- _Dataset extract_:
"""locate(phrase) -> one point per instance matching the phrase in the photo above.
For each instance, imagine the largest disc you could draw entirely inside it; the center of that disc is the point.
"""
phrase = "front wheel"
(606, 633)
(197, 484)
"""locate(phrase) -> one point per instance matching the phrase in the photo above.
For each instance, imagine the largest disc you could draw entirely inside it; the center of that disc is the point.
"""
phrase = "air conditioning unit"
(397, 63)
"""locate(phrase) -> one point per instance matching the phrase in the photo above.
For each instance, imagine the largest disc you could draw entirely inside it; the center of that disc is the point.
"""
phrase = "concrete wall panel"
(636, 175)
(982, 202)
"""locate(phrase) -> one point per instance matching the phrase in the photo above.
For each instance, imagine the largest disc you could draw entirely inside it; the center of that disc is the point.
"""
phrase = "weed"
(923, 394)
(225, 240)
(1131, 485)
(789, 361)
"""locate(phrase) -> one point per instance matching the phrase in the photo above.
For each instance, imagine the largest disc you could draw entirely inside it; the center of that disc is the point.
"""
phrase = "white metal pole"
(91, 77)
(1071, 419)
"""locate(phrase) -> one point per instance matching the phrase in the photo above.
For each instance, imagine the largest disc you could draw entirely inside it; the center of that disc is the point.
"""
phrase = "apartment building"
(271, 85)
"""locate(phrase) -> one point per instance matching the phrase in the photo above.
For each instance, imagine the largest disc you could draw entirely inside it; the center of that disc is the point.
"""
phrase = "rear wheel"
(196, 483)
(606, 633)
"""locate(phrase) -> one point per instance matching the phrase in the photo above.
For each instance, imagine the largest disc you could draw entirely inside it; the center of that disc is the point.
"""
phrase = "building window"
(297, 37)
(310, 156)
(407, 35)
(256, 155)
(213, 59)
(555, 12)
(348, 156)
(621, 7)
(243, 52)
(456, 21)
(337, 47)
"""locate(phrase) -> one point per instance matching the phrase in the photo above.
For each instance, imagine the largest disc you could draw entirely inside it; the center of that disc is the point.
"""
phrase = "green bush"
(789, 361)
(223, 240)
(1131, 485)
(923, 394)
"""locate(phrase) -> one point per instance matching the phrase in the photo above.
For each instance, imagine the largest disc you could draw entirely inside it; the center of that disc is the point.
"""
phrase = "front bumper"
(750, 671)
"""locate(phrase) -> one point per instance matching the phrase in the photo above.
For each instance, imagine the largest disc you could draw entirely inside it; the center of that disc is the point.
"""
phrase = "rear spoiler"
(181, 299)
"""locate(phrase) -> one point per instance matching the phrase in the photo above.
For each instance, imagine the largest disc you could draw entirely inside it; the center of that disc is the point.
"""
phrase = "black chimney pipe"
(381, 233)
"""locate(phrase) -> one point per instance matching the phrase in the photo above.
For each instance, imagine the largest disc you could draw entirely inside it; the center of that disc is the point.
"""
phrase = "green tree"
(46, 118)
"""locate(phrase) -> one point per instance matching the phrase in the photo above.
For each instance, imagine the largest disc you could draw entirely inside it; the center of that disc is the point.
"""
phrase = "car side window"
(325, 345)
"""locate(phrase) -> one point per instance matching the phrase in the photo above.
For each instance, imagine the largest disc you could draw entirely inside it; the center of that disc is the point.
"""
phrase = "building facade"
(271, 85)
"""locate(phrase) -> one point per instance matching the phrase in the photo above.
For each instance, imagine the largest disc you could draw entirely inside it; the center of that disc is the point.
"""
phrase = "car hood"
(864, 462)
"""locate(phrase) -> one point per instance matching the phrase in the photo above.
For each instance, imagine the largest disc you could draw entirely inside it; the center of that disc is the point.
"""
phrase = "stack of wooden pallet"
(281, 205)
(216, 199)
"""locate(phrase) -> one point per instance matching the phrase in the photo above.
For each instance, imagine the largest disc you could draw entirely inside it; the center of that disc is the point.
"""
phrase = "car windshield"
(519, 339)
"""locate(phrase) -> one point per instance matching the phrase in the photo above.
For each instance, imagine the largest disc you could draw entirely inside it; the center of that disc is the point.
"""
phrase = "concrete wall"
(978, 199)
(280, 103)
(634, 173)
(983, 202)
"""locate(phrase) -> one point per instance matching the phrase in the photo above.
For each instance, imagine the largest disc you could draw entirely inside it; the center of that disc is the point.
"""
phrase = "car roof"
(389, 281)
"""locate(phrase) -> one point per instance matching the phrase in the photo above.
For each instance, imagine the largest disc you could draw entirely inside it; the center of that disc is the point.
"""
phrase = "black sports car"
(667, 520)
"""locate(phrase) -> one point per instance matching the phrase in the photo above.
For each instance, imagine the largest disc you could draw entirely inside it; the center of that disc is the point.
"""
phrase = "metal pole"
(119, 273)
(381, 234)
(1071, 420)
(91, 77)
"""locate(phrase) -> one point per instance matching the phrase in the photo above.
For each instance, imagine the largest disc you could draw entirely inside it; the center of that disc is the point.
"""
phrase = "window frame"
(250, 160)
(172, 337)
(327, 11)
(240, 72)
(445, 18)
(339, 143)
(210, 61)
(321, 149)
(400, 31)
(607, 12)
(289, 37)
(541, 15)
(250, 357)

- _Description of the task_: Extract each line of the material exactly as it stands.

- _Written reply_:
"""locate(phrase) -> one point per instance matching the phrase in the photo above.
For each instance, imagine the largest disc you could draw entirely inside it; the center of that disc is the point.
"""
phrase = "front wheel"
(606, 633)
(197, 484)
"""locate(phrase) -> one point per instance matching the phrase in the photo above.
For each instance, imagine the largest disc you could draw entirely inside it; the center of that disc is the point.
"""
phrase = "air conditioning unit"
(397, 63)
"""locate(phrase) -> one point per instance matching the phrase in the photo above.
For each instance, imagine the largest disc you could draw entirely inside it; the center of that disc is the point.
"""
phrase = "concrete wall panel"
(636, 175)
(982, 202)
"""locate(phrase) -> one point per instance matching the phrase in the photo above.
For each instance, imagine the largest disc you could draw entirely inside it; the center of that disc is the point.
"""
phrase = "weed"
(923, 394)
(225, 240)
(1131, 485)
(789, 361)
"""locate(phrase) -> one point per instance matching the phrase in the photo above.
For each instance, imagine the largest disc you could draw entirely inside it; the center of that disc is the point.
"""
phrase = "white metal pole"
(91, 77)
(1071, 419)
"""locate(phrase) -> one point per instance matching the phrase in the photo above.
For each instance, imagine the largest disc you could draw entirely inside it; the center of that disc is the point.
"""
phrase = "apartment building"
(271, 85)
"""locate(phrase) -> one point per instance matching the phrase in the photo above.
For each instance, imagine the largest disc you could draw entirely inside it; the center of that disc is the point.
"""
phrase = "rear wheel"
(196, 483)
(606, 633)
"""locate(phrase) -> one point per instance matching the phrase in the photo above.
For each instance, imagine the largest disc you could draw entirely inside it; the center of that disc is the point.
"""
phrase = "building window"
(297, 37)
(310, 156)
(407, 35)
(256, 155)
(213, 59)
(555, 12)
(348, 156)
(621, 7)
(243, 52)
(456, 21)
(337, 47)
"""locate(phrase) -> one point per instance matching the phrase in the photo above.
For each instance, imagine the largest disc you could draw entirely inside it; the center of that disc is the point.
"""
phrase = "green bush"
(789, 361)
(223, 240)
(1131, 485)
(923, 394)
"""locate(phrase) -> one point per instance matching the phrase in the photo above.
For each instance, imagine the largest disc you could draw entirely inside it; the center of that disc is the point.
"""
phrase = "front bumper"
(750, 671)
"""locate(phrase) -> one point per instance matching the phrase in the photo above.
For each instance, imagine the largest disc you could draw entirely inside it; the center of that disc is the point.
"""
phrase = "rear spoiler"
(181, 299)
"""locate(phrase) -> one point per instance matching the phrase in the photo above.
For each instance, imagine the largest disc you could draw entirely inside it; the center of that disc is the point.
"""
phrase = "black chimney pipe"
(381, 233)
"""locate(phrase) -> one point per instance matching the phrase in the photo above.
For each instance, imagine the largest disc you could draw entirely inside it; the center of that disc is the point.
"""
phrase = "green tree"
(46, 118)
"""locate(phrase) -> one point per instance matching the phrase in the photo above.
For each instance, imagine the largest disc you could draw entirely inside it; the center of that disc is the point.
"""
phrase = "car side window"
(325, 345)
"""locate(phrase) -> one point per instance matching the phrase in the photo above.
For each instance, imagine the largest disc you could draw entirely inside it; the center of that disc is the point.
"""
phrase = "building facade"
(271, 85)
"""locate(phrase) -> one point per instance matching the phrase in the photo above.
For each instance, imagine the largest disc you could draw entirely inside it; the center of that disc is the point.
"""
phrase = "car hood"
(864, 462)
"""locate(phrase) -> one point per instance matching the phrase in the photo above.
For each instance, imagine the largest disc you could draw entirely inside it; the center of that disc is the point.
"""
phrase = "stack of wooden pallet"
(281, 205)
(216, 199)
"""locate(phrase) -> one point per instance matching the phrase in the photo above.
For each instance, imagine the largest disc you could draw entirely inside it; the center of that disc is the point.
"""
phrase = "car windshield"
(519, 339)
"""locate(phrase) -> one point per instance matching the phrase in the photo above.
For each instance, imagine the largest disc you could draw entirely inside it; the center of that disc is the point.
"""
phrase = "concrete wall"
(978, 199)
(280, 103)
(634, 173)
(983, 202)
"""locate(phrase) -> one point per instance matching the phrase in the photo above.
For each instance, imagine the largest disc you could draw entirely inside it; the center of that disc is the point.
"""
phrase = "car roof"
(389, 281)
"""locate(phrase) -> one point per instance matching the phrase in the photo above.
For each instance, imagine the largest disc you could draw entirely inside it; the center of that disc is the point.
"""
phrase = "black sports car"
(667, 520)
"""locate(phrase) -> one point per instance matching the phrase in the photo above.
For each instance, imagine the largest disc you could draw entirely inside it; the center of that disc is the point.
"""
phrase = "metal pole"
(119, 273)
(381, 234)
(1071, 420)
(91, 77)
"""locate(phrase) -> one point per instance matching the phrase in the photo above.
For each instance, imagine the largest disc you could draw entirely inside it; the center of that disc is the point.
"""
phrase = "window frame"
(250, 160)
(172, 337)
(327, 11)
(240, 72)
(445, 18)
(339, 143)
(210, 61)
(321, 149)
(400, 31)
(607, 12)
(289, 37)
(541, 15)
(250, 357)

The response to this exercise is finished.